Yazılı talep 1:
Komünizme yönelen tarihsel hareket üzerine olan metne göre aşağıdaki soruları yanıtlayın.
(a) Marksist dünya görüşünün felsefi temelini hangi ilke oluşturur?
(b) İnsan, ürettiği maddi uğraşla bilgisinin niteliğinin yanı sıra başka neyin niteliğini de üretir?
(c) Burjuva sosyalizminden hangi değerler bakımından da bir şey beklememek gerekir?

Bizimle iletişime geçin

Makale

Tarihsel Hareketin Esas Yönü Komünizme Doğrudur- 4

Mevcut nesnel dünya gerçekliğini değiştirme derdi olmayanın bütün insanlığın kurtuluş bilgisine ulaşamayacağını kabul etmemiz gerekiyor. Dünyanın insancıl olmayan maddi koşullarına felsefi, edebi, siyasi, kültürel, ideolojik ve belli tarihsel koşullarda askeri olarak saldırmaya mecali olmayan burjuva sosyalizminden etik ve moral değerleri bakımından da bir şey beklememek gerekiyor.

“Bir nesnenin bilgisine varmak için onu değiştirmek gerekir” ilkesi Marksist dünya görüşünün felsefi temelini oluşturmaktadır. Yani biz bu durumdan; devrimcilik yapmayanın gerçeğin bilgisine ulaşmasının mümkün olmadığı sonucunu çıkarabiliriz. İnsan ürettiği maddi uğraşla sadece bilgisinin niteliğini değil, aynı zamanda kendi insanal doğasının niteliğini de üretir. Mesela devrimcilik rolü oynayan bir birey veya örgüt ile gerçekten nesnel manada devrimcilik üreten bir birey veya örgüt aynı nitelikte bilgiye sahip olamayacağı gibi aynı zamanda aynı nitelikte kültür ve moral değerlerine de sahip olamayacaktır.

Dönüştürdükçe bilinebileceğine ve bilinebildikçe daha iyi dönüştürülebileceğine göre devrimci olunamayacağı zaman hiçbir şey olunamayacağı bir gerçektir. Devrimci olmanın ötesine geçerek düzenin yasal icazeti altında parlak politik parseller kapan bazı insanlar Marksist bilgi teorisine göre; aslında bu hayatta hiçbir şey olamamış bom boş insanlardır aynı zamanda.

Nesne işaretleme veri seti satırları

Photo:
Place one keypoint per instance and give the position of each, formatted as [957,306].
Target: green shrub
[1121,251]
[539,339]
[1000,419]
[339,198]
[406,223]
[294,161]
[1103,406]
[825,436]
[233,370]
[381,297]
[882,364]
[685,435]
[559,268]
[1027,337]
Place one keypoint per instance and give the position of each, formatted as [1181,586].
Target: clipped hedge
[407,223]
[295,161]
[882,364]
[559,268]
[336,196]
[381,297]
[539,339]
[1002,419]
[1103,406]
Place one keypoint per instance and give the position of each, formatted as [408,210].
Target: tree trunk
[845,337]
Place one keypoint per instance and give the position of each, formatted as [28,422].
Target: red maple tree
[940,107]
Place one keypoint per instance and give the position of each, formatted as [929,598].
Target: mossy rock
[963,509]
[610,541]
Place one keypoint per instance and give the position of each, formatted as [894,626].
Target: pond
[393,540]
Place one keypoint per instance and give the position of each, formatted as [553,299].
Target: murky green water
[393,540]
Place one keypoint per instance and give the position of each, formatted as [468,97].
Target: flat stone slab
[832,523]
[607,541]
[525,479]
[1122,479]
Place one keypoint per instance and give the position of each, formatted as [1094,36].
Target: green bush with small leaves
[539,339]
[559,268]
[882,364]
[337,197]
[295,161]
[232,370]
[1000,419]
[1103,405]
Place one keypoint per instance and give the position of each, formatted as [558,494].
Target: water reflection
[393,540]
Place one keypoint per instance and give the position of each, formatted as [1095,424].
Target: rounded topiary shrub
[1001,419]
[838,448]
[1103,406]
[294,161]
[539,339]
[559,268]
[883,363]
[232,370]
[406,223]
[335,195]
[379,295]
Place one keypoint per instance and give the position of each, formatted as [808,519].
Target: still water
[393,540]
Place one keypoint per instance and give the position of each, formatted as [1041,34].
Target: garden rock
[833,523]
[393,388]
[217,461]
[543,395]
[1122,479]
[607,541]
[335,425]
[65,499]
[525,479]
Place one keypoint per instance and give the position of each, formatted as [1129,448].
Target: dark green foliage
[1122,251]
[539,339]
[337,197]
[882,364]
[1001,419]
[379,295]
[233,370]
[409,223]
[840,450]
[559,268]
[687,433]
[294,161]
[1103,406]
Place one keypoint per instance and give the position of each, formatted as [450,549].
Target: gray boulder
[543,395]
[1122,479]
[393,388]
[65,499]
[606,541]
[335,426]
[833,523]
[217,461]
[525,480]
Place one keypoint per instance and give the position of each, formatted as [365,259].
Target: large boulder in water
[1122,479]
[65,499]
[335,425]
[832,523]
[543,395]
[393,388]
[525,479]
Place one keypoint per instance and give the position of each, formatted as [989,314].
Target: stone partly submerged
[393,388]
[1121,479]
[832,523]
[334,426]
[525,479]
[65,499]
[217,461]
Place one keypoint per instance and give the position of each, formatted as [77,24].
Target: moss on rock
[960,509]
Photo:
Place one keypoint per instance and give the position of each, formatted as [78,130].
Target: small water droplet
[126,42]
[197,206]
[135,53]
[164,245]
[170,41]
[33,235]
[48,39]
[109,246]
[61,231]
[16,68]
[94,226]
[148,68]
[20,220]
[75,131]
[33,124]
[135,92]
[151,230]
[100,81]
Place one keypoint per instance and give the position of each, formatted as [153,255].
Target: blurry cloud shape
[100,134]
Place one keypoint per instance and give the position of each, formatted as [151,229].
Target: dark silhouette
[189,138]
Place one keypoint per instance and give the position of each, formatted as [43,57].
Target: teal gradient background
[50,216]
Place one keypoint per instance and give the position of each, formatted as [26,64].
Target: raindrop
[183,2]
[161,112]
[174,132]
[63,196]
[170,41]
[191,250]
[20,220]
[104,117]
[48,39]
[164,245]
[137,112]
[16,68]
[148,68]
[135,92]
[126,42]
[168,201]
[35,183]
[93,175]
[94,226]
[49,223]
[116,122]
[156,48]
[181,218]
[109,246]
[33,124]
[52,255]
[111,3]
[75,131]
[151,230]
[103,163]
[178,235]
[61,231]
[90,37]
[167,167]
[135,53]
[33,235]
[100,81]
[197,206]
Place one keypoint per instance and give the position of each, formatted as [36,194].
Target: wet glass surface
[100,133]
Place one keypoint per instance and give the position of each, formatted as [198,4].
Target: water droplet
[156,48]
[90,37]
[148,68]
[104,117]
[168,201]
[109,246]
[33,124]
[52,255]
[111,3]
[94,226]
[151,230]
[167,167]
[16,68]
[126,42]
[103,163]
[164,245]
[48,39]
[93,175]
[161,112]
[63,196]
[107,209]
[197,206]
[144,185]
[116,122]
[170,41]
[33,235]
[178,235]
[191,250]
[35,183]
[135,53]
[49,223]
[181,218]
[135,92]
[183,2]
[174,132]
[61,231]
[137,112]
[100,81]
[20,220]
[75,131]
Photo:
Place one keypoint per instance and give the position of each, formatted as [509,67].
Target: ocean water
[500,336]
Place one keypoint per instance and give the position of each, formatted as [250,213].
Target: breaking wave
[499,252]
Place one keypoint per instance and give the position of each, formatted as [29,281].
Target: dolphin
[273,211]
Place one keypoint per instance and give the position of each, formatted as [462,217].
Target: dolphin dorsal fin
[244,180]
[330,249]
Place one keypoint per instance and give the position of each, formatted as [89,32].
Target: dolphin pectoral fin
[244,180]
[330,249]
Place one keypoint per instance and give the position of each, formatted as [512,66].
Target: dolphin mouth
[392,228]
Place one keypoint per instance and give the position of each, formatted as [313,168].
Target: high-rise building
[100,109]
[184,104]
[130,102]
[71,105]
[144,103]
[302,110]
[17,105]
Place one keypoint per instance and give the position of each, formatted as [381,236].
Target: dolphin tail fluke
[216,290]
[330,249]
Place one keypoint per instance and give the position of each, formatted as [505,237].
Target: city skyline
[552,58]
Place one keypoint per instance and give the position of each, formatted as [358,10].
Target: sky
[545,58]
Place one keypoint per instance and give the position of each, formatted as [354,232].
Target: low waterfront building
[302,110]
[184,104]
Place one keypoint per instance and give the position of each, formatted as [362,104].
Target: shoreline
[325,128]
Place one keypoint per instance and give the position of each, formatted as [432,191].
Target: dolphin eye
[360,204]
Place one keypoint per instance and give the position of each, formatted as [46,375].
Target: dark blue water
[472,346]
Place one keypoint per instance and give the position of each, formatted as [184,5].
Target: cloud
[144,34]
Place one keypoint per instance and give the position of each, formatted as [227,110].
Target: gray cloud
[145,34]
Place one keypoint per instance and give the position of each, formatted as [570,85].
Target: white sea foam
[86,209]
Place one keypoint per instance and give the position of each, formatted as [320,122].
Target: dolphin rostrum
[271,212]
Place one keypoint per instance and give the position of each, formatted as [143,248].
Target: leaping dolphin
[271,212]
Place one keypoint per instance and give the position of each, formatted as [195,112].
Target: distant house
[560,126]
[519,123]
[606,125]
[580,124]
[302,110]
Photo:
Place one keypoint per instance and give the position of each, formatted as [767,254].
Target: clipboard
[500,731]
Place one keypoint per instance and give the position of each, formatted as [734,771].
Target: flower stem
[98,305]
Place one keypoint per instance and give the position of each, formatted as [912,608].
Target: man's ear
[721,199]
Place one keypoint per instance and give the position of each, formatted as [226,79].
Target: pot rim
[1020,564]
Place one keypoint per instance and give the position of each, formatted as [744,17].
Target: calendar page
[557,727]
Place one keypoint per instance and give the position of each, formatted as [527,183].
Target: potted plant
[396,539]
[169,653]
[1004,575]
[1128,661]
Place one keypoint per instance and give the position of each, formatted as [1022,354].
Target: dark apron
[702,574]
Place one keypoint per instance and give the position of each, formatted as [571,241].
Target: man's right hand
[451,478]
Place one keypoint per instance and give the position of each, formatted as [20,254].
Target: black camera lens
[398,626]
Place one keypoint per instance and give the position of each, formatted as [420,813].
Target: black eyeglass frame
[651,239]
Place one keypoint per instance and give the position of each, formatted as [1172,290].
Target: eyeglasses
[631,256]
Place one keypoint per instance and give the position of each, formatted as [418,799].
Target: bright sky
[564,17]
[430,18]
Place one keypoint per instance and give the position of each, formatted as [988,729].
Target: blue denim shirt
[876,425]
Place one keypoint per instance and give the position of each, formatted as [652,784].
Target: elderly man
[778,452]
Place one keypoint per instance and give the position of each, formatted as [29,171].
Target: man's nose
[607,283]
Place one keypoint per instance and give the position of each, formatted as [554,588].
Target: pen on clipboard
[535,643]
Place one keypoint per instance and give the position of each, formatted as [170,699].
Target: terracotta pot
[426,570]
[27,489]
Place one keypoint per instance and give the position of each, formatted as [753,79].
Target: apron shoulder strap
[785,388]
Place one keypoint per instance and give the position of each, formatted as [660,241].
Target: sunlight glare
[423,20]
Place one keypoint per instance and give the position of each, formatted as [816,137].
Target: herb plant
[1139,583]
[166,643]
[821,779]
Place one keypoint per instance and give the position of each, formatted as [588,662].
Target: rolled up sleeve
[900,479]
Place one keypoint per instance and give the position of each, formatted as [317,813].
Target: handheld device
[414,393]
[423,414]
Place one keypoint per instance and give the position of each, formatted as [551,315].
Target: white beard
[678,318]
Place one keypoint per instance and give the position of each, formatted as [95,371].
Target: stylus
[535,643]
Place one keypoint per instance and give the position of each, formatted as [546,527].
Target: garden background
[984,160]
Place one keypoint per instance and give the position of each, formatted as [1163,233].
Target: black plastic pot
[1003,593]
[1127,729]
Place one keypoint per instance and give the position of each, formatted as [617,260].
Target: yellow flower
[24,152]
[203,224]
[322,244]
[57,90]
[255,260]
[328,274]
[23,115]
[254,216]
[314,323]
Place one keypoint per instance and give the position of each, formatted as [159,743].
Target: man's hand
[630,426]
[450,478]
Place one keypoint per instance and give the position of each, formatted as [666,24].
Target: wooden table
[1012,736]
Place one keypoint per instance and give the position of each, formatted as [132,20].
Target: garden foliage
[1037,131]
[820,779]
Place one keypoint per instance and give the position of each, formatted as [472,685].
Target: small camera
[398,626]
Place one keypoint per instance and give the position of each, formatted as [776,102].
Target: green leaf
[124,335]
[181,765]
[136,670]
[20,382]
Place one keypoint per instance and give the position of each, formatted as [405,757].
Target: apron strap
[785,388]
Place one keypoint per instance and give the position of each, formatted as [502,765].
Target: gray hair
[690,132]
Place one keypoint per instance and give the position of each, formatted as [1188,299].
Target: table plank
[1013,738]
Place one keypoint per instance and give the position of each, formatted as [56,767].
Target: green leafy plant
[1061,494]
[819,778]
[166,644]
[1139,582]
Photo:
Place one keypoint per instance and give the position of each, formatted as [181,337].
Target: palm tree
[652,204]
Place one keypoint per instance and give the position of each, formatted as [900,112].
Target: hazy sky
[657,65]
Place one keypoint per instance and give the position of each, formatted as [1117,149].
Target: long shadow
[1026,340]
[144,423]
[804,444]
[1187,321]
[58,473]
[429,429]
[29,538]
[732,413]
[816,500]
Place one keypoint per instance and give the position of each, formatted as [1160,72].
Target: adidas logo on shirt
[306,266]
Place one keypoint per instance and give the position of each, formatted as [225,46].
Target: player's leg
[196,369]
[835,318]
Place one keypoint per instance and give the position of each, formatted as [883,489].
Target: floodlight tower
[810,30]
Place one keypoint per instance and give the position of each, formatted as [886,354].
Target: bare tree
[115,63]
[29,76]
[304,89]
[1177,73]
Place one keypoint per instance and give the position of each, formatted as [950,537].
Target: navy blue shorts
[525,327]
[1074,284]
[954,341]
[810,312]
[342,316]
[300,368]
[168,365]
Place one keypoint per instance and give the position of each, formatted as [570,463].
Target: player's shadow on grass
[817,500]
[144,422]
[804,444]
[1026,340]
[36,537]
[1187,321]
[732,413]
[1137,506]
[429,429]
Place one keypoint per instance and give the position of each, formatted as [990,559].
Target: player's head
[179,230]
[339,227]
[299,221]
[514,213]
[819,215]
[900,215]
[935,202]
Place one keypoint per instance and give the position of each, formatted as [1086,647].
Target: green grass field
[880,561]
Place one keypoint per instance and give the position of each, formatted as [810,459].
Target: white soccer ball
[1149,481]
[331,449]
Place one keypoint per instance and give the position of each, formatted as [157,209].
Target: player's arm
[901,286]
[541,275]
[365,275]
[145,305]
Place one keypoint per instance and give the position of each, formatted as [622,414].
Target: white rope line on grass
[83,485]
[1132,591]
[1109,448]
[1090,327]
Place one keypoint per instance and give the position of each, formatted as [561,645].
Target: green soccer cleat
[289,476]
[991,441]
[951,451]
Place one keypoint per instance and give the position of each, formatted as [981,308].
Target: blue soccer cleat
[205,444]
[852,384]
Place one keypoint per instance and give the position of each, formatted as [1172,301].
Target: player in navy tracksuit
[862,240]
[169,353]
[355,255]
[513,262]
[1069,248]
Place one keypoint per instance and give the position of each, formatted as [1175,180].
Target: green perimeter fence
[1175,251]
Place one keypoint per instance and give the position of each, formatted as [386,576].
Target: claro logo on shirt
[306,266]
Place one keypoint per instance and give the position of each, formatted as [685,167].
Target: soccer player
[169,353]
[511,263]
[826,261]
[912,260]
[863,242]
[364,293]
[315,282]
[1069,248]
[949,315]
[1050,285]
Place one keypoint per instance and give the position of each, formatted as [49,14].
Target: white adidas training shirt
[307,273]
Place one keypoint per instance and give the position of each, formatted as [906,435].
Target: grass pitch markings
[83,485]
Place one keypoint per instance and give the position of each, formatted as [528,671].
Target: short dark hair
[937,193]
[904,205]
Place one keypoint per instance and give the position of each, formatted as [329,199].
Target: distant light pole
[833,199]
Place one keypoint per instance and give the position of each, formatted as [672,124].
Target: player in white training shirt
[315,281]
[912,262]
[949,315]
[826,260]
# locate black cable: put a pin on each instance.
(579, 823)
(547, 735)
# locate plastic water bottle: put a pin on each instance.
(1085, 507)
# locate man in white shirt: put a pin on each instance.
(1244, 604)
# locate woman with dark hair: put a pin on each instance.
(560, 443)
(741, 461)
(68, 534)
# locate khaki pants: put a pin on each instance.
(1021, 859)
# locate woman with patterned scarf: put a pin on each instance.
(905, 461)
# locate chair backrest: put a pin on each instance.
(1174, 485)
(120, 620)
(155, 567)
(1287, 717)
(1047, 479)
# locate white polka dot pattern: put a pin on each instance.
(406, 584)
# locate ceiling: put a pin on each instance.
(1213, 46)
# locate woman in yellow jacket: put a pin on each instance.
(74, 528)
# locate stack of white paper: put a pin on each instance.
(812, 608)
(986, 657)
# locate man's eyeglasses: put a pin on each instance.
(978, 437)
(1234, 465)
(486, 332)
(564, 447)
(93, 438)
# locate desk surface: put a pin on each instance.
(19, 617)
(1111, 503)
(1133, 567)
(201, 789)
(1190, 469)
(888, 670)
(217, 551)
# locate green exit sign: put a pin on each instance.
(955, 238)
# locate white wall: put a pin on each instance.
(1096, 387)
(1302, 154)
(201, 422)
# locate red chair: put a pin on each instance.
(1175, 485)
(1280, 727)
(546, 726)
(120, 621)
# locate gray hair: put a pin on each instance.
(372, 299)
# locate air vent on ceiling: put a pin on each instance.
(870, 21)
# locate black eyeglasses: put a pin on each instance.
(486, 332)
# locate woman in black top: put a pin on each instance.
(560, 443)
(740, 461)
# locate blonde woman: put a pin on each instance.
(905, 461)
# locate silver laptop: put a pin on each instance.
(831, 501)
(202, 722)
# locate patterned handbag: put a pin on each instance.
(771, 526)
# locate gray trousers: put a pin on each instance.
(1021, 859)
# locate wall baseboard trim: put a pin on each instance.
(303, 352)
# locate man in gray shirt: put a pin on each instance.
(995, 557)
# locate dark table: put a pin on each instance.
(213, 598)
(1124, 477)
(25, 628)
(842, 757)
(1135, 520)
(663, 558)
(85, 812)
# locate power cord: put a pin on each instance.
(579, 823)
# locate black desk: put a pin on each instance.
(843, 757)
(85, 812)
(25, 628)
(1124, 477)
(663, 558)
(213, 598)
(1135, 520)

Yazılı talep 2: Kayıtlarda "formatted as [49,14]." ifadesini içeren satırdan "(1244, 604)" ifadesini içeren satıra kadar her şeyi, "put a pin" yerine "place a marker" koyarak düzenleyin ve geri kalan her şeyi olduğu gibi bırakın.

Eksiksiz yanıt 1:
(a) "Bir nesnenin bilgisine varmak için onu değiştirmek gerekir" ilkesi.
(b) Kendi insanal doğasının niteliğini.
(c) Etik ve moral değerleri bakımından.

Eksiksiz yanıt 2:
Place one keypoint per instance and give the position of each, formatted as [49,14].
Target: white adidas training shirt
[307,273]
Place one keypoint per instance and give the position of each, formatted as [906,435].
Target: grass pitch markings
[83,485]
Place one keypoint per instance and give the position of each, formatted as [528,671].
Target: short dark hair
[937,193]
[904,205]
Place one keypoint per instance and give the position of each, formatted as [329,199].
Target: distant light pole
[833,199]
Place one keypoint per instance and give the position of each, formatted as [672,124].
Target: player in white training shirt
[315,281]
[912,262]
[949,315]
[826,260]
# locate black cable: place a marker on each instance.
(579, 823)
(547, 735)
# locate plastic water bottle: place a marker on each instance.
(1085, 507)
# locate man in white shirt: place a marker on each instance.
(1244, 604)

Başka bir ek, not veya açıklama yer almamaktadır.